## WHAT THE TASK REQUIRES
Render the records as a two-column CSV with the headers request and answer, one row per record, starting with the line containing "point: building facade" and going on through the end of the records. Put each field in quotation marks and replace any line breaks inside a field with spaces.

----------

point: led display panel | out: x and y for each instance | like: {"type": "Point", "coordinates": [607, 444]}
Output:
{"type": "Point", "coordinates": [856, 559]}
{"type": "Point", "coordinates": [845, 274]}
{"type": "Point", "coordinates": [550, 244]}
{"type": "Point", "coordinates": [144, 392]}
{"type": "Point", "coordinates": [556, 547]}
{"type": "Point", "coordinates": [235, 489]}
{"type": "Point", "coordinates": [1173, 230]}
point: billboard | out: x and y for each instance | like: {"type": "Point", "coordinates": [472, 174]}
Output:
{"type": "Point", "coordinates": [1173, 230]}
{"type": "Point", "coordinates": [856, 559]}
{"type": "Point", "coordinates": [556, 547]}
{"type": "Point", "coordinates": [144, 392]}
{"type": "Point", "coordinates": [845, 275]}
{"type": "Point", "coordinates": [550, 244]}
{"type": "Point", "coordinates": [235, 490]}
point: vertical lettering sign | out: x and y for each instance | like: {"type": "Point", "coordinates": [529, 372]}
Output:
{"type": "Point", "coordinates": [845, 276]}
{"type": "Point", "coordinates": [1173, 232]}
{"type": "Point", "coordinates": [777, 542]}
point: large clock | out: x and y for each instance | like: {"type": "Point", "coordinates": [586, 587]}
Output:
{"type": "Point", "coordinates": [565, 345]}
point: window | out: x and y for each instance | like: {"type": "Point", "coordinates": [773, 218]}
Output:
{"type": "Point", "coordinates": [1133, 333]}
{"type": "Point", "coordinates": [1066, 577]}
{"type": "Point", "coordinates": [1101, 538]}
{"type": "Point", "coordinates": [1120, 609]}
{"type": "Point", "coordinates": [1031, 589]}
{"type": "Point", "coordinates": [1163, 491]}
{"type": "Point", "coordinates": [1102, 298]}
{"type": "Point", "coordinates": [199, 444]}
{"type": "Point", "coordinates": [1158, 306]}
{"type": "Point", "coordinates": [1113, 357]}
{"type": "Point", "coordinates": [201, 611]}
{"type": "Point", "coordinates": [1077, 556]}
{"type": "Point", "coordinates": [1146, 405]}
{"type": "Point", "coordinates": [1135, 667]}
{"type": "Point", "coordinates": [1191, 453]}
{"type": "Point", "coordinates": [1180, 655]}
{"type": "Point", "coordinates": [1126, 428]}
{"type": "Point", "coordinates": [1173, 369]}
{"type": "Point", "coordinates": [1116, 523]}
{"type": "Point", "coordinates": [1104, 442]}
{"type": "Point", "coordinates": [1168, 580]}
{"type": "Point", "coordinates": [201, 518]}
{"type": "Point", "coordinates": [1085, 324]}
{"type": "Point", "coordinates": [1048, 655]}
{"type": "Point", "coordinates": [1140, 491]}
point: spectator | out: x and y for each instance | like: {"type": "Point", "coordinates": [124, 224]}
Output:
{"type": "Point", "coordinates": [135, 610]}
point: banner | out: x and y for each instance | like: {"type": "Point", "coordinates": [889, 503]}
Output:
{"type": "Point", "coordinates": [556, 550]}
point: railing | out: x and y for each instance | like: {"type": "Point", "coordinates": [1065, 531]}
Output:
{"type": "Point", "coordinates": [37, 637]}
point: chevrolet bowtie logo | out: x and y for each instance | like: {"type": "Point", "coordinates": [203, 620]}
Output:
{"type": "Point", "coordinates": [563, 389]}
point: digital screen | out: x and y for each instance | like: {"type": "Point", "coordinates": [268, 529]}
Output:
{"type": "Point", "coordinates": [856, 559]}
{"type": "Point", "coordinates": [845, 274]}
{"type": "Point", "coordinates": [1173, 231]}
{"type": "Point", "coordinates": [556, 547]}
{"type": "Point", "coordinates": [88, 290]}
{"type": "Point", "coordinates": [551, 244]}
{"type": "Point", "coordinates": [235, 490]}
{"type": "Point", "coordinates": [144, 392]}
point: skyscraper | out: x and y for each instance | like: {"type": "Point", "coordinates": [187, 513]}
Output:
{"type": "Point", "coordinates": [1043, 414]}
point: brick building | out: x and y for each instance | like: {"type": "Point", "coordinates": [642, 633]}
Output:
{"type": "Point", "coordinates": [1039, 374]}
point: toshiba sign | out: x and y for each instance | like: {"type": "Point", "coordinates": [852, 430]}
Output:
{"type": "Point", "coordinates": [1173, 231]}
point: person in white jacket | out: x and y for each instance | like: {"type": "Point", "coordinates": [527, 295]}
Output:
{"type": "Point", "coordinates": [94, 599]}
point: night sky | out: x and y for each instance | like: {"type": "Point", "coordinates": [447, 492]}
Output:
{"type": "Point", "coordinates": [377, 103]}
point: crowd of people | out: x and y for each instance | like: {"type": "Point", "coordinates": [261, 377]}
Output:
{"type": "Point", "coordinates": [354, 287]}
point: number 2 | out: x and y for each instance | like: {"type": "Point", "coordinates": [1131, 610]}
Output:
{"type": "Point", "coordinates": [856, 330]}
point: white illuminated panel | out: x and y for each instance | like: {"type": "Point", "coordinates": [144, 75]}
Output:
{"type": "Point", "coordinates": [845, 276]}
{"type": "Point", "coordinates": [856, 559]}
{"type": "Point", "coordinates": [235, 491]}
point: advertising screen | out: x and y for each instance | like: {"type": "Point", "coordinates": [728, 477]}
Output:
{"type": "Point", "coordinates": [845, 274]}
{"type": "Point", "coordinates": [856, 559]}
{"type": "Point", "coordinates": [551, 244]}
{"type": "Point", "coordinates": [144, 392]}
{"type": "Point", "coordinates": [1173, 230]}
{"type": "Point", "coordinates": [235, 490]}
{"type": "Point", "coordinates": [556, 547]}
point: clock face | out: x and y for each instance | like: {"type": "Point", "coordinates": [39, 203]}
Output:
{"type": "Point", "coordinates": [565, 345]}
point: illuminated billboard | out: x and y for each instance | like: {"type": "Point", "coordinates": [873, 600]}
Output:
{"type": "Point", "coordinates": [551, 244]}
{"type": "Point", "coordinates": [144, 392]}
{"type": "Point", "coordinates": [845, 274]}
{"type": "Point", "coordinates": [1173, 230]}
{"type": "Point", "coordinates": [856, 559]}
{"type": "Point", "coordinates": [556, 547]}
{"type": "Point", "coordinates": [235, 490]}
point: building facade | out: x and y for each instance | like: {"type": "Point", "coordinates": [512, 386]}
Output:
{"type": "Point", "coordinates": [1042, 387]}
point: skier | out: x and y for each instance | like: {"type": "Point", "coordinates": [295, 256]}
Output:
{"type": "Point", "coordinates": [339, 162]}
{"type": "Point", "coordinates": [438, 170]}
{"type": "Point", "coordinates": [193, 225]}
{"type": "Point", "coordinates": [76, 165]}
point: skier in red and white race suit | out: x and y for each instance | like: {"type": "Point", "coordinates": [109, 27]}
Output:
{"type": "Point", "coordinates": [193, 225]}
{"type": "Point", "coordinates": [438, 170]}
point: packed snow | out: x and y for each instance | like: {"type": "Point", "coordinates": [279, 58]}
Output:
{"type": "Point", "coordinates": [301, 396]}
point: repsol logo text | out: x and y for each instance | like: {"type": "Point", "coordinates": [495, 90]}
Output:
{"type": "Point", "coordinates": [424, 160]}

----------

## REPLY
request,answer
"point: building facade | out: x and y for each instance | like: {""type"": ""Point"", ""coordinates"": [512, 386]} Output:","{""type"": ""Point"", ""coordinates"": [1042, 387]}"
"point: skier | out: x and y for each instance | like: {""type"": ""Point"", ""coordinates"": [295, 256]} Output:","{""type"": ""Point"", ""coordinates"": [339, 162]} {""type"": ""Point"", ""coordinates"": [438, 170]} {""type"": ""Point"", ""coordinates"": [193, 225]} {""type"": ""Point"", ""coordinates"": [76, 165]}"
"point: skier in red and white race suit | out: x and y for each instance | like: {""type"": ""Point"", ""coordinates"": [109, 27]} Output:","{""type"": ""Point"", ""coordinates"": [193, 225]} {""type"": ""Point"", ""coordinates"": [438, 170]}"
"point: packed snow | out: x and y for each instance | like: {""type"": ""Point"", ""coordinates"": [279, 58]} Output:","{""type"": ""Point"", ""coordinates"": [301, 396]}"
"point: repsol logo text | out: x and y for each instance | like: {""type"": ""Point"", ""coordinates"": [495, 90]} Output:","{""type"": ""Point"", ""coordinates"": [424, 160]}"